I TUOI COMPITI =>
a. Nell'articolo sulla meritocrazia e l'Arsenal, quali torti vengono attribuiti a Maia Kalina subito dopo la domanda «Il suo torto?»? Elencali tutti.
b. Prosegui l'articolo sulla meritocrazia e l'Arsenal partendo dalla sua ultima frase.

SEZIONE DEL DOCUMENTO =>
********

La meritocrazia secondo Sua Maestà l’Arsenal

Che i colloqui di lavoro fossero ormai diventati una variante soft del confessionale del Grande Fratello era chiaro da tempo: sorridi con convinzione, proclama che il team building ti eccita più di un viaggio a Bali e l’ingresso è quasi assicurato.

La meritocrazia secondo Sua Maestà l’Arsenal

Nel Regno Unito però, come racconta il Guardian, il delirio selettivo ha raggiunto un nuovo vertice di poesia giuridica: si può legittimamente scartare un candidato se tifa la squadra sbagliata. A deciderlo è stato il giudice Daniel Wright, che con una serietà degna di un annunciatore del Bollettino della Vittoria ha stabilito che un datore di lavoro può respingere l’aspirante impiegato se il suo cuore batte per un club calcistico diverso da quello venerato in ufficio. E così, in un'ipotetica agenzia di marketing londinese abitata da devoti dell’Arsenal, l’arrivo di un tifoso del Tottenham sarebbe paragonabile a introdurre un agente del KGB in una riunione dei servizi segreti di Sua Maestà.

La vicenda nasce dalla querelle legale di Maia Kalina, candidata respinta da un’agenzia di comunicazione. Il suo torto? Non era abbastanza socievole, non amava il pub e non bestemmiava con la dovuta eleganza britannica. L’intervistatrice, con fine intuito antropologico, ha dichiarato di “sentirsi di più” con l’altra candidata. Tradotto: preferiamo chi ride alle battute sul calcetto del giovedì e brinda, possibilmente bestemmiando, a lager tiepida senza batter ciglio. Kalina, russa, ha osato sostenere di essere stata discriminata perché aliena alla triade culturale “birra, parolacce, pub”.

********

ESTRATTO DELLA FONTE =>
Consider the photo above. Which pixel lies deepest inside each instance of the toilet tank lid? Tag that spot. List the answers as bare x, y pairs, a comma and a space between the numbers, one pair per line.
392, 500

********

RISULTATI DELL'ESERCIZIO =>
a.
- Non era abbastanza socievole
- Non amava il pub
- Non bestemmiava con la dovuta eleganza britannica

b.
E qui il capolavoro del giudice, che con olimpico aplomb le ha spiegato che non esiste alcuno stereotipo sugli inglesi sempre ubriachi e sboccati, pur ammettendo che un numero “considerevole” corrisponde esattamente a quella descrizione. Un esercizio di equilibrismo logico che neppure i sofisti dell’antica Grecia.

Ora, che il calcio in Inghilterra non sia sport ma fede lo si sapeva. La rivalità tra Arsenal e Tottenham, nata a inizio Novecento quando i Gunners si trasferirono da Woolwich a Highbury, è diventata negli anni una saga degna dei Tudor: intrighi, tradimenti e un odio ricamato di canzoni da pub. Non stupisce quindi che oggi possa decidere anche le sorti di un colloquio di lavoro: la fedeltà calcistica, oltremanica, vale più della fedeltà coniugale. Il paradosso è che mentre discriminazioni di genere o di età vengono trattate con un certo fastidio burocratico, quella calcistica riceve la benedizione di un tribunale.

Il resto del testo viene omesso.